*** Data in this exercise ***

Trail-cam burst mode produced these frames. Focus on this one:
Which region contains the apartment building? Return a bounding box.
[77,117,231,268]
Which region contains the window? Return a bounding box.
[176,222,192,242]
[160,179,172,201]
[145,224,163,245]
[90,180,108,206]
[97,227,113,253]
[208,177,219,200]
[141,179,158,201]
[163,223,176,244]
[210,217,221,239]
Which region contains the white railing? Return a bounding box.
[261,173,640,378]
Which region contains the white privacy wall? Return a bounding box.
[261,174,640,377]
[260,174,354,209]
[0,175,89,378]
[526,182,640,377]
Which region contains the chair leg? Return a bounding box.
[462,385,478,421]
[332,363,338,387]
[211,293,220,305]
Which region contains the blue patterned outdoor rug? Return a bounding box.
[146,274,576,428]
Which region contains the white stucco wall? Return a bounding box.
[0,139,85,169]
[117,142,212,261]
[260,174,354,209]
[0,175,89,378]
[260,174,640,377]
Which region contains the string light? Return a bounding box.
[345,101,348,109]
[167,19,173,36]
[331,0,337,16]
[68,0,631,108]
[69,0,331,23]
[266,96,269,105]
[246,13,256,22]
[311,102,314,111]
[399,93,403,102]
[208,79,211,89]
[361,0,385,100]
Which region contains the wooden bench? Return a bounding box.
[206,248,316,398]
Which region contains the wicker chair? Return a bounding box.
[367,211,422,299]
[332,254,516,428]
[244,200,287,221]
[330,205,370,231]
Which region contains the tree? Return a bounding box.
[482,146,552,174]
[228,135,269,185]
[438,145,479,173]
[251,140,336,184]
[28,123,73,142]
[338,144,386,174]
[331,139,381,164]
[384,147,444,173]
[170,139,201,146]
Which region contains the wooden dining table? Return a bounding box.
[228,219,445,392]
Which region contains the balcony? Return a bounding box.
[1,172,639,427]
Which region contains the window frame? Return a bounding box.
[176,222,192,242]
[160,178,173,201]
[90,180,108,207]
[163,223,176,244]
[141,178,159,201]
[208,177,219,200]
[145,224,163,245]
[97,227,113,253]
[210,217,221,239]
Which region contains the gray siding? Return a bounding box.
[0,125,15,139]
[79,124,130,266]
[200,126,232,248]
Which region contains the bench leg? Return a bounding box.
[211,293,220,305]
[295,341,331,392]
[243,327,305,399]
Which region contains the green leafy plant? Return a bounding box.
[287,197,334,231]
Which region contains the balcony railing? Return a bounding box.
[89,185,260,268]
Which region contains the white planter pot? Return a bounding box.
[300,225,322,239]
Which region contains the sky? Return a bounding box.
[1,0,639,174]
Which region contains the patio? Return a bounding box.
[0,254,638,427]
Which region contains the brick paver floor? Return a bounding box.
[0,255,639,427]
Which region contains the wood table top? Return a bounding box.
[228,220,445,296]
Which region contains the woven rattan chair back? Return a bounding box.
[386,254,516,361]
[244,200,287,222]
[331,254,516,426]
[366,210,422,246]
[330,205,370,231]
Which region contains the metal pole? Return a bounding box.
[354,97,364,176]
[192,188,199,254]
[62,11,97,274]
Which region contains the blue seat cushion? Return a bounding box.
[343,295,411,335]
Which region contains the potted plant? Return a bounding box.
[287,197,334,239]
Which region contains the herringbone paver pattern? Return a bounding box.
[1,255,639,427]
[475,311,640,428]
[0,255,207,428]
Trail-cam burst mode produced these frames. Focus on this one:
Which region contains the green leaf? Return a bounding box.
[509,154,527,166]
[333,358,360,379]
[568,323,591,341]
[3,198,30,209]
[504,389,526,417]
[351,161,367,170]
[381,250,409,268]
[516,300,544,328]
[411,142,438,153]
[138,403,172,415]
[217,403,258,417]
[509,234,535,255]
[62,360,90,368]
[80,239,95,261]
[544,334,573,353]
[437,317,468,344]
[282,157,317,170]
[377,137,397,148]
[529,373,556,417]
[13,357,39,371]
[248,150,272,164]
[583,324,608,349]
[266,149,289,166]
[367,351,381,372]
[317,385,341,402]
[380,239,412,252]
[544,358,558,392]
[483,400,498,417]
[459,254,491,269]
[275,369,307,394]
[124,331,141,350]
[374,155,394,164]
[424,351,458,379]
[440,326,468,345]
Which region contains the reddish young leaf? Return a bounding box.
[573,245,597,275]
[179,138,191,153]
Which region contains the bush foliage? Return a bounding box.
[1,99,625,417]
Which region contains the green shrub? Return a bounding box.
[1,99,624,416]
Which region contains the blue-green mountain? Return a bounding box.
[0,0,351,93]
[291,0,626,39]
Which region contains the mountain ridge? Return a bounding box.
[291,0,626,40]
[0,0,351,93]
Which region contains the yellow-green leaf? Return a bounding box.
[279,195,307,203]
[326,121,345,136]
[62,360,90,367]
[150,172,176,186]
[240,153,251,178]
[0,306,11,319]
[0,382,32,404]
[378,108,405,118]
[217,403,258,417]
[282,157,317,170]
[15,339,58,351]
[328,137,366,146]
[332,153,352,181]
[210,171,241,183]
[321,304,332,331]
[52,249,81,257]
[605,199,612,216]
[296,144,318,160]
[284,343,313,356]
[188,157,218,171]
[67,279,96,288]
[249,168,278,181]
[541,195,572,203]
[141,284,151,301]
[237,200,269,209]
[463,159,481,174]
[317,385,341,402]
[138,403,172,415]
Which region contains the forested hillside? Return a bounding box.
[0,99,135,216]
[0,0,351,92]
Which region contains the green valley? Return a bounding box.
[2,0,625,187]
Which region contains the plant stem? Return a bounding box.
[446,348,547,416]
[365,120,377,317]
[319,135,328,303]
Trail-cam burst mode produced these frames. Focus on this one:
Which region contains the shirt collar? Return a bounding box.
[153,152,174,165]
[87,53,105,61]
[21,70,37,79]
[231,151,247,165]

*** End of Data in this exercise ***

▶ Required action
What you return must match the records above exactly.

▶ Result of the exercise
Trail-cam burst mode produced these frames. Focus on this one:
Which region contains the apartment building? Return a bounding box.
[77,117,231,268]
Which region contains the window? Return a bounding box.
[176,222,192,242]
[160,179,172,201]
[145,224,163,245]
[90,180,108,206]
[97,227,113,253]
[208,177,219,200]
[141,179,158,201]
[163,223,176,244]
[210,217,221,239]
Which region contains the white railing? Return a bounding box.
[261,173,640,378]
Which region contains the white privacy wall? Return a bounding box.
[261,174,640,377]
[260,174,354,209]
[0,175,89,378]
[526,182,640,377]
Which region contains the chair leg? Return a bounding box.
[462,385,478,421]
[332,363,338,387]
[211,293,220,305]
Which region contains the blue patterned outdoor rug? Return a bounding box.
[146,274,576,428]
Which region contains the white stucco wall? Return a bounding box.
[0,139,85,169]
[117,142,212,261]
[260,174,354,209]
[0,175,89,378]
[260,174,640,377]
Which region contains the string light? Return a bounding box.
[345,101,348,109]
[167,19,173,36]
[331,0,337,16]
[68,0,631,108]
[69,0,331,23]
[266,96,269,105]
[246,13,256,22]
[311,102,314,111]
[399,93,403,102]
[208,79,211,89]
[361,0,385,100]
Which region contains the wooden bench? Return a bounding box.
[206,248,316,398]
Which region contains the wicker chair? Return a bounding box.
[367,211,422,299]
[332,254,516,428]
[244,200,287,221]
[330,205,370,231]
Which region contains the tree? Return a bounding box.
[482,146,552,174]
[228,135,269,185]
[438,145,479,173]
[251,140,336,184]
[28,123,73,142]
[338,144,386,174]
[331,139,381,164]
[384,147,444,173]
[170,139,201,146]
Which region contains the wooden dining table? Return a bounding box.
[228,219,445,392]
Which region contains the balcony? Return a bounding box.
[1,172,639,427]
Which region contains the window frame? Return a bounding box.
[176,222,192,242]
[160,178,173,201]
[90,180,108,207]
[163,223,176,244]
[141,178,159,201]
[208,177,219,200]
[145,224,163,245]
[97,227,113,253]
[210,217,221,239]
Which region contains the gray siding? Return a bounding box.
[0,125,15,139]
[79,124,130,266]
[200,126,232,248]
Which region contains the bench leg? Return a bounding box.
[211,293,220,305]
[295,341,331,392]
[243,327,305,399]
Which region contains the green leafy plant? Return a bounding box.
[287,197,334,231]
Which region contains the balcony railing? Return a bounding box.
[89,185,260,268]
Which region contains the white planter pot? Return a bounding box.
[300,225,322,239]
Which region contains the sky? Return a bounding box.
[1,0,639,174]
Which region contains the patio? Return a bounding box.
[0,254,638,427]
Which region contains the brick paver floor? Return a bounding box.
[0,255,639,427]
Which region contains the wood table top? Return a bounding box.
[228,220,445,296]
Which region contains the woven rattan chair back? Return a bounding box.
[386,254,516,361]
[244,200,287,222]
[331,254,516,426]
[366,210,422,246]
[330,205,370,231]
Which region contains the metal pole? Return a bounding box.
[354,97,364,176]
[192,188,199,254]
[62,11,97,274]
Which region contains the blue seat cushion? Return a bounding box.
[343,295,411,335]
Which region contains the potted plant? Return a bounding box.
[287,197,334,239]
Which region contains the herringbone paver pattern? Return a bounding box.
[1,255,639,427]
[475,311,640,428]
[0,255,207,428]
Trail-cam burst mode produced these frames. Focus on this one:
Which region contains the green leaf? Return a bounding box.
[509,154,527,166]
[333,358,360,379]
[568,323,591,341]
[3,198,30,209]
[504,389,526,417]
[351,161,367,170]
[381,250,409,268]
[516,300,544,328]
[411,142,438,153]
[138,403,172,415]
[217,403,258,417]
[509,234,535,255]
[62,360,90,368]
[80,239,95,261]
[544,334,573,353]
[437,317,468,344]
[282,157,317,170]
[377,137,397,148]
[529,373,556,417]
[13,357,39,371]
[248,150,272,164]
[583,324,608,349]
[266,149,289,166]
[367,351,381,372]
[317,385,341,402]
[380,239,412,252]
[544,358,558,392]
[483,400,498,417]
[459,254,491,269]
[275,369,307,394]
[124,331,141,350]
[374,155,394,164]
[424,351,458,379]
[440,326,468,345]
Which region contains the reddish young leaf? Return a bounding box.
[573,245,597,275]
[179,138,191,153]
Which region contains the bush foliage? Return a bounding box.
[1,99,625,417]
Which region contains the green shrub? Return a bounding box.
[1,99,624,416]
Which region contains the blue-green mountain? Return a bounding box.
[0,0,351,93]
[291,0,626,39]
Which region contains the mountain ridge? Return a bounding box.
[291,0,626,40]
[0,0,351,93]
Which region contains the yellow-green leaf? Return a bounding box.
[279,195,307,203]
[326,121,345,136]
[62,360,90,367]
[150,172,176,186]
[240,153,251,178]
[0,306,11,319]
[0,382,32,404]
[378,108,405,118]
[217,403,258,417]
[282,157,317,170]
[15,339,58,351]
[328,137,366,146]
[332,153,352,181]
[210,171,241,183]
[321,304,332,331]
[52,249,81,257]
[605,199,612,216]
[296,144,318,160]
[284,343,313,356]
[188,157,218,171]
[67,279,96,288]
[249,168,278,181]
[541,195,572,203]
[141,284,151,301]
[237,200,269,209]
[463,159,481,174]
[317,385,341,402]
[138,403,172,415]
Which region contains the forested hillside? Return a bounding box.
[0,99,135,216]
[0,0,351,92]
Which region contains the green valley? Return a bounding box.
[2,0,625,187]
Which region contains the plant stem? Return a bounding box.
[446,348,547,416]
[365,120,377,317]
[319,135,328,303]
Trail-cam burst mode produced these frames. Focus on this one:
Which region contains the shirt collar? Return a bounding box.
[153,152,174,165]
[87,53,105,61]
[21,70,37,79]
[231,151,247,165]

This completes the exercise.